**WHAT IS REQUIRED:** Emit the entire listing verbatim.

[Stored data]

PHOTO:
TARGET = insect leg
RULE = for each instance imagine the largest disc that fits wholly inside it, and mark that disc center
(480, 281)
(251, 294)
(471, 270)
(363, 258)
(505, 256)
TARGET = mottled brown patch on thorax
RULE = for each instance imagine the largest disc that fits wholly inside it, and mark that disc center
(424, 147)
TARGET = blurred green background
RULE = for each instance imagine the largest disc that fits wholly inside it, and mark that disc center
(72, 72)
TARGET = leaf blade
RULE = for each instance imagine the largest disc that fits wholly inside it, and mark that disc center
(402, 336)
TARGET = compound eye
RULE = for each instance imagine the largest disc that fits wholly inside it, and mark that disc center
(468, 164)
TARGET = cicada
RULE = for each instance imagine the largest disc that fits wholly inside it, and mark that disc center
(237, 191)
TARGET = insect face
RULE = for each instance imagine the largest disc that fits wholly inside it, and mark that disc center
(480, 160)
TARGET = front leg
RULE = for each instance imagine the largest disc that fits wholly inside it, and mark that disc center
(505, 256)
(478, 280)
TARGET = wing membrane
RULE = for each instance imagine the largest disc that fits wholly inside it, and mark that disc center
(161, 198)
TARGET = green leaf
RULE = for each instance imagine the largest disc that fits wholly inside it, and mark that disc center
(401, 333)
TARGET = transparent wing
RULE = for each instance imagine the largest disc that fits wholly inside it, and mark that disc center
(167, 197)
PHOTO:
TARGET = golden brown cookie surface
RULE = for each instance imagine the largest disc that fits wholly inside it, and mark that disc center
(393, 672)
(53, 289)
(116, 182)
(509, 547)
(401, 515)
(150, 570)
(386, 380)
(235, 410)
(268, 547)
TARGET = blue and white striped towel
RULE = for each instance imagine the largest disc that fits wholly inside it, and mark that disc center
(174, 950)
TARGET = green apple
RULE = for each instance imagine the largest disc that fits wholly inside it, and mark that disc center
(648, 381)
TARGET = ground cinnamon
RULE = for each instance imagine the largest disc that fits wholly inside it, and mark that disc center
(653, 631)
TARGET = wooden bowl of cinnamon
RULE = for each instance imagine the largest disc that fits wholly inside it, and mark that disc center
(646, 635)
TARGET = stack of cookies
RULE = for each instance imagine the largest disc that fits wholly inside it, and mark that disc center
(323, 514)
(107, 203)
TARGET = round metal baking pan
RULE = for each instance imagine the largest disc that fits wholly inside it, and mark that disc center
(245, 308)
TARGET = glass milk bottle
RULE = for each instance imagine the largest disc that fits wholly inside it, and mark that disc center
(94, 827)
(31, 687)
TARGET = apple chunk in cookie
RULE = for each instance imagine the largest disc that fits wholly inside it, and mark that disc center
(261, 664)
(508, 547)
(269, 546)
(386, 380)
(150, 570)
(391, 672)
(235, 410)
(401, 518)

**TASK RESPONSE:**
PHOTO:
TARGET = insect leg
RULE = for each instance imagine the largest disc that fits wholly inside it, and mark that disc center
(480, 281)
(251, 294)
(471, 270)
(363, 258)
(505, 256)
TARGET = mottled brown patch on thorax
RULE = for each instance imagine the largest disc that fits wholly inside it, and mark that disc center
(424, 147)
TARGET = blurred green background
RULE = for each instance imagine the largest disc that fits wholly inside it, and mark that disc center
(72, 72)
TARGET = leaf blade
RULE = for each instance imagine the largest disc that fits wholly inside it, and mark that disc center
(402, 336)
TARGET = compound eye
RULE = for each instance imagine the largest disc that fits wholly inside it, and mark that disc center
(468, 164)
TARGET = cicada
RULE = for each instance imagine the largest disc that fits wholly inside it, and mark that disc center
(237, 191)
TARGET = insect face
RULE = for each instance imagine the largest disc that fits wholly inside it, and mark that disc center
(480, 160)
TARGET = front leg
RULE = for each instance imagine the largest disc that fits wholly inside it, and mark that disc center
(505, 256)
(478, 280)
TARGET = wing membrane
RULE = for each instance imagine the largest disc that fits wholly inside it, and mark that disc center
(161, 198)
TARGET = green leaf
RULE = for each instance imagine the largest disc that fits wholly inside it, and mark that disc center
(401, 333)
TARGET = transparent wing
RULE = for each instance imagine the largest disc that fits wholly inside it, and mark that disc center
(167, 197)
PHOTO:
TARGET = golden brown cookie surface
RULE = for each instance imagine the largest disc that fits wholly inside it, and mark that disc center
(393, 672)
(53, 289)
(116, 182)
(509, 547)
(401, 515)
(150, 570)
(386, 380)
(235, 410)
(268, 547)
TARGET = blue and white striped towel
RULE = for each instance imagine the largest disc that fits wholly inside it, and mark that disc center
(174, 950)
TARGET = green apple
RULE = for each instance imagine the largest disc that fits wholly inside it, and mark that disc center
(648, 381)
TARGET = ground cinnamon
RULE = for each instance imagine the largest disc that fits wholly inside it, and mark that disc center
(653, 631)
TARGET = wooden bowl of cinnamon
RULE = for each instance imagine the largest disc that fits wholly inside it, and mark that disc center
(646, 635)
TARGET = stack of cookies
RULE = for each instance imagine the largest disc that fits wholly inside it, and mark that disc center
(323, 514)
(107, 203)
TARGET = round metal baking pan
RULE = for each instance imagine the largest disc that fits wholly inside it, and mark that disc center
(245, 308)
TARGET = glass milk bottle
RULE = for each instance imagine the largest disc that fits wholly inside it, and mark that disc center
(94, 827)
(31, 687)
TARGET = apple chunk in cookie
RULE = for each instance imagine the largest disc that fits wholly inside it, and mark that disc center
(261, 664)
(508, 547)
(269, 546)
(386, 380)
(150, 570)
(391, 672)
(235, 410)
(401, 518)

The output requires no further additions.